» Teks
━━━━━━━━━━━━━━━━━━━━
Film Sore: Istri dari Masa Depan berhasil memikat penonton, bukan hanya melalui premis tentang seorang istri yang menembus waktu, tetapi juga lewat perpaduan apik antara musik dan fenomena visual aurora hijau yang membangkitkan emosi.
Puncak emosi tersebut dihadirkan pada akhir cerita, saat Sore dan Jonathan dipertemukan kembali dalam sebuah pameran fotografi yang dipenuhi cahaya hijau. Pengalaman estetis ini menjadi klimaks emosional yang membekas dalam ingatan.
Sore bercerita tentang Jonathan, seorang fotografer lepas asal Indonesia yang tinggal di sebuah kota kecil di Kroasia. Hidupnya monoton dan hampa, dipenuhi rutinitas kerja, kesepian, serta pola hidup tidak sehat.
Hingga suatu malam, seorang perempuan bernama Sore muncul secara tiba-tiba. Ia mengaku berasal dari masa depan dan mengatakan bahwa dirinya adalah calon istri Jonathan. Kehadirannya bukan tanpa alasan: ia datang untuk mencegah kematian Jonathan di masa depan.
━━━━━━━━━━━━━━━━━━━━
» Data Hasil Ekstraksi
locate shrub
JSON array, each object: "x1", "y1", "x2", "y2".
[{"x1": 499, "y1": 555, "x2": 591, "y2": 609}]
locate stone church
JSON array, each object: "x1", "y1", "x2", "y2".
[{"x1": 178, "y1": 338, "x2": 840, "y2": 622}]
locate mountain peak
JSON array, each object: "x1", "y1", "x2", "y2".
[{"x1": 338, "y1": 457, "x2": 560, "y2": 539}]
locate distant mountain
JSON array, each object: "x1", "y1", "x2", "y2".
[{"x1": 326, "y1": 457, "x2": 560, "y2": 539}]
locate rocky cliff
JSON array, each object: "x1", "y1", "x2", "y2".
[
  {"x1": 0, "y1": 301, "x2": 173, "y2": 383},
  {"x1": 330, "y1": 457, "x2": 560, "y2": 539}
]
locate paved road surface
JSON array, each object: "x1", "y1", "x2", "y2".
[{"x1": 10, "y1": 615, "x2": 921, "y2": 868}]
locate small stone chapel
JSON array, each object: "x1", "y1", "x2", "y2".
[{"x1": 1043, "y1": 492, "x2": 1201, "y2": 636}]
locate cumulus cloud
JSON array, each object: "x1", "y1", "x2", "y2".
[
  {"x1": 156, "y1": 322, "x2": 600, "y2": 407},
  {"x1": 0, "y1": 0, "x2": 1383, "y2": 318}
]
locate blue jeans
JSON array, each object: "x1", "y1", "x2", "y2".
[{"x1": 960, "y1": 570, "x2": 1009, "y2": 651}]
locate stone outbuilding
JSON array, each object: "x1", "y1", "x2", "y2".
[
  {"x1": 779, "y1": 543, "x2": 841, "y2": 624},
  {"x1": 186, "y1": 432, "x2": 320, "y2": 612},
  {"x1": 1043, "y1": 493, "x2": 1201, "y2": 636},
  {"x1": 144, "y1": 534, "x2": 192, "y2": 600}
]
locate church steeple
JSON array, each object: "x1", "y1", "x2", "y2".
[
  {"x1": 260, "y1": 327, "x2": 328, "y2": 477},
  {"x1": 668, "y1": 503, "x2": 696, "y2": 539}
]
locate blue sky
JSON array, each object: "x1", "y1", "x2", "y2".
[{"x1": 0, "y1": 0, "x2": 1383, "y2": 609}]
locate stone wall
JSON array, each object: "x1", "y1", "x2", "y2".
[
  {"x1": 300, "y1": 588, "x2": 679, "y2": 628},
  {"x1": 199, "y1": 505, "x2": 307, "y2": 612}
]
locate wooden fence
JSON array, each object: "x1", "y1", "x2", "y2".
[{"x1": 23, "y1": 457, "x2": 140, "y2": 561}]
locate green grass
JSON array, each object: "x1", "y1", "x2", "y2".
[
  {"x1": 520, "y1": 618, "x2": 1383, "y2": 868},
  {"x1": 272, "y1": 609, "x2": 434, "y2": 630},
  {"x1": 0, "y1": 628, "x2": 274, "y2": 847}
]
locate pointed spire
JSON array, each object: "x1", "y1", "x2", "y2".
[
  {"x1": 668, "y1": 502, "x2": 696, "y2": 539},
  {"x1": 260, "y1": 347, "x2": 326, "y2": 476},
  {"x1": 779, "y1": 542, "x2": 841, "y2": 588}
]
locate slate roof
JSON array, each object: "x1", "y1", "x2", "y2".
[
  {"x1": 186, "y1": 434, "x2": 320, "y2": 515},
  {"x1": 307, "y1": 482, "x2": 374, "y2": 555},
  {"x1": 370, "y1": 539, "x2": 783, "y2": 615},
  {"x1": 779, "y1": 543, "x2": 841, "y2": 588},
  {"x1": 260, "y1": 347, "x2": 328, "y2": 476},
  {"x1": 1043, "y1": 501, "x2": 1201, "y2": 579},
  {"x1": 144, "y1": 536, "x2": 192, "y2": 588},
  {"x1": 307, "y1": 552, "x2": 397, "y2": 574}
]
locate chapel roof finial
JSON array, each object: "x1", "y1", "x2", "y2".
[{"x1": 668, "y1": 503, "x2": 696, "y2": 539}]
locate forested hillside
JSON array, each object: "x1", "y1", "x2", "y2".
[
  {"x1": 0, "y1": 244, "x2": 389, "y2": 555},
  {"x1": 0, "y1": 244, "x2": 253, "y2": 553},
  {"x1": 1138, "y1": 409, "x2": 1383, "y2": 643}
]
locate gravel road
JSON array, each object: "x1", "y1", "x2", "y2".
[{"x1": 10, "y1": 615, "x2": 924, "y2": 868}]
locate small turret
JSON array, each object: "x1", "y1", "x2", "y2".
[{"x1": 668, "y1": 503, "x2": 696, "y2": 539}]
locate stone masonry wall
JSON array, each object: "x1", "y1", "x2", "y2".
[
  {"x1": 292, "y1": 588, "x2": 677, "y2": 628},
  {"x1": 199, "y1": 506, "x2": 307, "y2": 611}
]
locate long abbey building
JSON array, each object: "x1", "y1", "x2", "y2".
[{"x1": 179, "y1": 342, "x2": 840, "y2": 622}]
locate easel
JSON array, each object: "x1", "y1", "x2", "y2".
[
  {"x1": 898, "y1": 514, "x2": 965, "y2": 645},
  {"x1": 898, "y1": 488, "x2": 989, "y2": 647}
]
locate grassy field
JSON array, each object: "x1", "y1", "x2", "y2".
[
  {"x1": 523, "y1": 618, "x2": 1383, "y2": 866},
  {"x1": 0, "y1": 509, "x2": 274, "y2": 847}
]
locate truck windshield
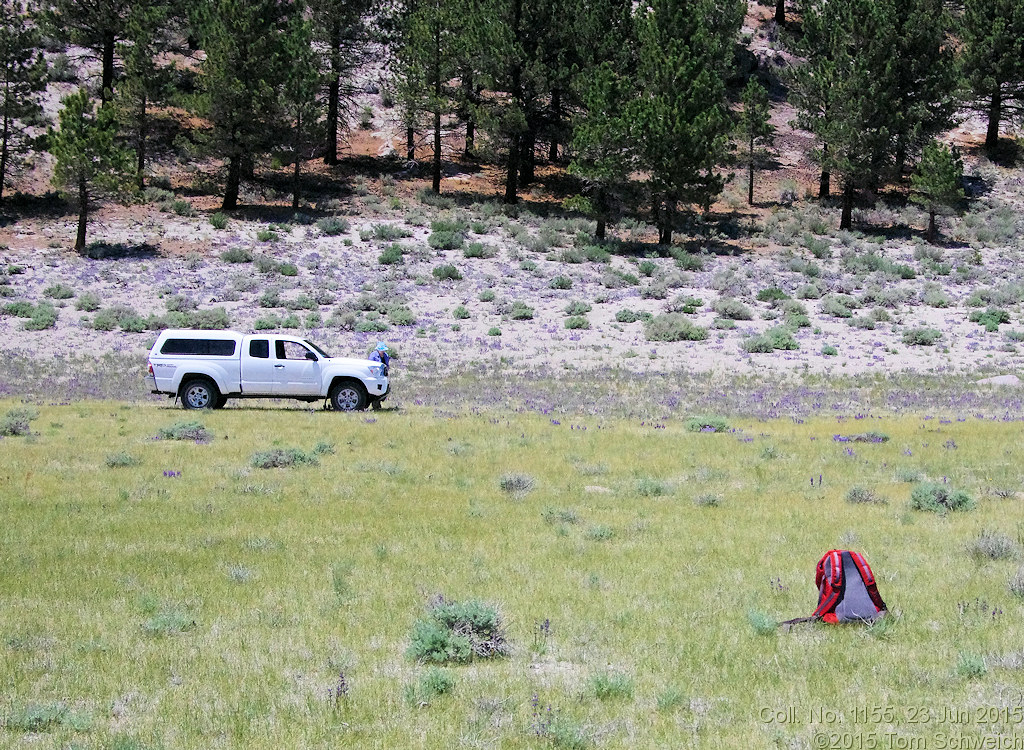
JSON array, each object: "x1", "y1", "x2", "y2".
━━━━━━━━━━━━━━━━━━━━
» Tujuan Latihan
Salin tanpa perubahan bagian teks tentang film Sore yang dimulai dengan kata-kata berisi "Film Sore: Istri" dan berakhir pada "membekas dalam ingatan.".

» Jawaban
Film Sore: Istri dari Masa Depan berhasil memikat penonton, bukan hanya melalui premis tentang seorang istri yang menembus waktu, tetapi juga lewat perpaduan apik antara musik dan fenomena visual aurora hijau yang membangkitkan emosi.
Puncak emosi tersebut dihadirkan pada akhir cerita, saat Sore dan Jonathan dipertemukan kembali dalam sebuah pameran fotografi yang dipenuhi cahaya hijau. Pengalaman estetis ini menjadi klimaks emosional yang membekas dalam ingatan.